begin Article

Locating Sweet Spots: Shale Petroleum Systems

Petroleum system analysis has been a major tool in petroleum geoscience and exploration – but can it help locate shale ‘sweet spots’ and thus increase production, reduce risk and minimize the environmental footprint?
This article appeared in Vol. 17, No. 2 - 2020


Locating Sweet Spots: Shale Petroleum Systems

In the last decade US oil production increased by 60%, to over 13.4 MMbopd by early 2020. This increased production, which has been partly responsible for depressing oil prices, has been made possible essentially because of the shale revolution, since US conventional crude production has been in decline for decades.

  • A view of fractured Marcellus Shale of Devonian age in West Virginia (the author is in the picture for scale). © Rasoul Sorkhabi.

The shale revolution in the US is currently limited to a few basins and formations: the Permian, Barnett and Eagle Ford in Texas, the Bakken in North Dakota, and the Marcellus in the Appalachian east. However, there are numerous other shale plays in North America and elsewhere in the world, and many other countries regard their shale resources producible if economic and technological conditions became optimal. Meanwhile, there are some fundamental questions about shale science that we do not understand. Given that shale formations are self-sourced and self-sealed reservoirs, how can we apply petroleum system analysis, a methodology developed for conventional reservoirs and prospects, to these formations? Can petroleum system analysis reduce risk and increase productivity of shale petroleum? This article aims to address these questions.

Petroleum System Analysis

Petroleum system analysis in shale formations. © Rasoul Sorkhabi. When the oil industry began in the 1860s, all oilmen wanted to find were seeps and anticlines to drill. In the 1920s, they began to develop concepts and technologies to quantitatively study reservoir rocks. For the next 50 years, subsurface mapping and characterization of reservoirs and traps by geological and geophysical methods was the focus in exploration. It was not until the 1970s that source rock studies drew serious attention from the industry and geochemists developed techniques to identify kerogen types and estimate thermal maturity of source rocks, based mainly on vitrinite reflectance microscopy. As computational and digitization techniques were developed in the 1980s, it became possible to perform basin-scale modeling of oil generation, migration, and accumulation, as geochemists developed ideas and methods to characterize petroleum source rocks.

end Article
begin Record extracts

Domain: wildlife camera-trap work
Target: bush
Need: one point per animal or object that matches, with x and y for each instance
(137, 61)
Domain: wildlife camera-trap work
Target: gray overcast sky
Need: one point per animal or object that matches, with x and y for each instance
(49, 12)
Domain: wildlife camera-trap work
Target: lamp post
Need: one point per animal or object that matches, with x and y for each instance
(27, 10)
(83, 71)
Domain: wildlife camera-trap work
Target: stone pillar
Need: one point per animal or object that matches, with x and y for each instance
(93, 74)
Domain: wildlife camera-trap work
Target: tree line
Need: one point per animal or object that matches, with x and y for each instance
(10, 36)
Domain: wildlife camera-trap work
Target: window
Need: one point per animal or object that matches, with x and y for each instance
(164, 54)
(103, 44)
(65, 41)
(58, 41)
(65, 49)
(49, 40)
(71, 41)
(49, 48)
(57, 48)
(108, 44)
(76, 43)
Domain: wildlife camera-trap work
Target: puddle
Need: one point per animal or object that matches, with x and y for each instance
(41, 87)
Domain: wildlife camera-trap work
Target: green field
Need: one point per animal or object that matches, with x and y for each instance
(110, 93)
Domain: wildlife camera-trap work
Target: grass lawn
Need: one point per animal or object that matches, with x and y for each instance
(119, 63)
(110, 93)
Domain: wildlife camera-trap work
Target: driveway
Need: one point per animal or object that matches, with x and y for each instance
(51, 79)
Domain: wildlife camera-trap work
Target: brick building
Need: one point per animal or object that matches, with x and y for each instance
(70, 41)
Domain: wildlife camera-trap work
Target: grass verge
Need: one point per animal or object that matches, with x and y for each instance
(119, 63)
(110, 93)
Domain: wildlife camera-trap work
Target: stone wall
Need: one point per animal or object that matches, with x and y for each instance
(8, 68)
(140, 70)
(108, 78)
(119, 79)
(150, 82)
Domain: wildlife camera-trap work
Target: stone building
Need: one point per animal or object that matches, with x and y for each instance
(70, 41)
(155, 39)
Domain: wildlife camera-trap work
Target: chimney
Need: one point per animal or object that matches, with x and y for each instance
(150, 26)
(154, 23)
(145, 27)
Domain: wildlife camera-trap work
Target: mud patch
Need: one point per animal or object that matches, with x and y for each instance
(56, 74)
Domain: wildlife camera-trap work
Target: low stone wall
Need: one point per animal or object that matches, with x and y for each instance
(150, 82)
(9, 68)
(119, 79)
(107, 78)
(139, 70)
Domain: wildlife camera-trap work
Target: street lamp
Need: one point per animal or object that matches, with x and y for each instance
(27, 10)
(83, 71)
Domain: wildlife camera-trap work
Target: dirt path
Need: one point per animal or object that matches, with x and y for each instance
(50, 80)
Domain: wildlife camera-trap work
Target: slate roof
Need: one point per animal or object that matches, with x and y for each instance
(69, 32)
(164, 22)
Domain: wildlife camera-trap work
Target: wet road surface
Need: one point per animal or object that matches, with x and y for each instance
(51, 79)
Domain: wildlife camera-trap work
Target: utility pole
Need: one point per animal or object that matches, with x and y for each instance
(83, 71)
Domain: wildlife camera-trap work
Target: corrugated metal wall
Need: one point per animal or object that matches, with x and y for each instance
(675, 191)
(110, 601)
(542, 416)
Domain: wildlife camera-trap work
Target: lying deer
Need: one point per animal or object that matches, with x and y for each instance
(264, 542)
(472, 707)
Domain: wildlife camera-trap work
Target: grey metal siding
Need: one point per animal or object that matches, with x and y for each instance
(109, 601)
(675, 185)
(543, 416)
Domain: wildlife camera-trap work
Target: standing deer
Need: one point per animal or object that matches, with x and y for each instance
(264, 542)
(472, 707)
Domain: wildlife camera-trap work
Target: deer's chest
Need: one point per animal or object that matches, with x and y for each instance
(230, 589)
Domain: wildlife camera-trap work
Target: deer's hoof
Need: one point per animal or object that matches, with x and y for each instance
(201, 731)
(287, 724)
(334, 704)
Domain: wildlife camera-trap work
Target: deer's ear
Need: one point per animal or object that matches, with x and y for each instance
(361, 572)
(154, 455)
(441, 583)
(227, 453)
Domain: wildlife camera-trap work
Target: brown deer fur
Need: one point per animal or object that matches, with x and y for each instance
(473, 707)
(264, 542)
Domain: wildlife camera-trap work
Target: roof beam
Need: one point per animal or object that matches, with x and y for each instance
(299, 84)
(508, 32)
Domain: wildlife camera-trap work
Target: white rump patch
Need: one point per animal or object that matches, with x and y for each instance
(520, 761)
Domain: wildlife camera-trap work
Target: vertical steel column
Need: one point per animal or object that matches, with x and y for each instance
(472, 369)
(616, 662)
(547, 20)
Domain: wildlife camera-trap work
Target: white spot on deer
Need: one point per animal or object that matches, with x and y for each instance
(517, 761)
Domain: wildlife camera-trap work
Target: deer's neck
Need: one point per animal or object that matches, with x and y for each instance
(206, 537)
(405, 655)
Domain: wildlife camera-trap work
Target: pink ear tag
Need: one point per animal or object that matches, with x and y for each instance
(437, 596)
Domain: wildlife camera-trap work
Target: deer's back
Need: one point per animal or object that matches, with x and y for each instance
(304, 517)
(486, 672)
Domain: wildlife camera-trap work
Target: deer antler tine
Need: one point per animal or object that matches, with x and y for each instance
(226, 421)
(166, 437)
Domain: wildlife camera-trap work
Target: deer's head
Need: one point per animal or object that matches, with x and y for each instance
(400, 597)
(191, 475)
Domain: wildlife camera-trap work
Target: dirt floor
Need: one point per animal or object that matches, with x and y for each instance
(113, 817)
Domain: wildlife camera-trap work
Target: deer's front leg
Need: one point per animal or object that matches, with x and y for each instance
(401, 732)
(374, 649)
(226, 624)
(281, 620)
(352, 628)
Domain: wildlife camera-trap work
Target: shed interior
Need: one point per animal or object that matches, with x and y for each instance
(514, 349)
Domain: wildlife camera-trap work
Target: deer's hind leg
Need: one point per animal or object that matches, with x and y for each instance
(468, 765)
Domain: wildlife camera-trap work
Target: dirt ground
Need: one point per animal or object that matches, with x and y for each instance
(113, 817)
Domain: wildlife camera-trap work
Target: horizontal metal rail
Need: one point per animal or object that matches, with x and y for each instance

end Record extracts

> **Directions**
1) State whether each statement below agrees with the article on shale petroleum systems, answering yes or no and quoting the words of the article that decide it.
(a) US oil production rose by 60% in the last decade.
(b) US conventional crude production has been rising for decades.
(c) Source rock studies first drew serious attention from the industry in the 1920s.
2) Answer these questions from the article on shale petroleum systems:
(a) In which state is the Bakken?
(b) In what decade did the oil industry begin?
(c) On what was the estimation of source rock thermal maturity mainly based?
3) Write the next part of the article on shale petroleum systems, picking up after its final sentence.

> **Responses to the exercise**
1)
(a) Yes: "In the last decade US oil production increased by 60%"
(b) No: "US conventional crude production has been in decline for decades"
(c) No: "It was not until the 1970s that source rock studies drew serious attention from the industry"

2)
(a) North Dakota
(b) The 1860s
(c) Vitrinite reflectance microscopy

3)
A petroleum system consists of physical elements and associated processes and here we briefly describe them for shale formations.

Source Rock and Generation

Petroleum source rock contains kerogen – highly complex organic compounds that thermally crack to hydrocarbon molecules as the rock is progressively buried and heated by overlying sediments. The source rock is the petroleum basin’s ‘kitchen.’ Black claystone (mudstone, shale and marl) is the best source rock because it retains plenty of kerogen within its pore space. Limestone can also be a good source rock. Coal essentially generates natural gas, although deltaic coal formations can produce some oil.

  • Hydrocarbon generation in shale. Note that aside from temperature, kerogen type also plays a role in the amount of oil or gas generation. © Rasoul Sorkhabi.

Not all clay-rich rocks generate hydrocarbons; it depends on the amount of organic carbon in the rock, which is measured as percentage of total organic carbon (TOC). Less than 0.5% suggests poor source rock, while TOC of 2–4% indicates very good source rocks. Aside from high TOC, the source rock should also possess organic hydrogen (measured as Hydrogen Index or S2/TOC from pyrolysis); otherwise, pure organic carbon would produce graphite.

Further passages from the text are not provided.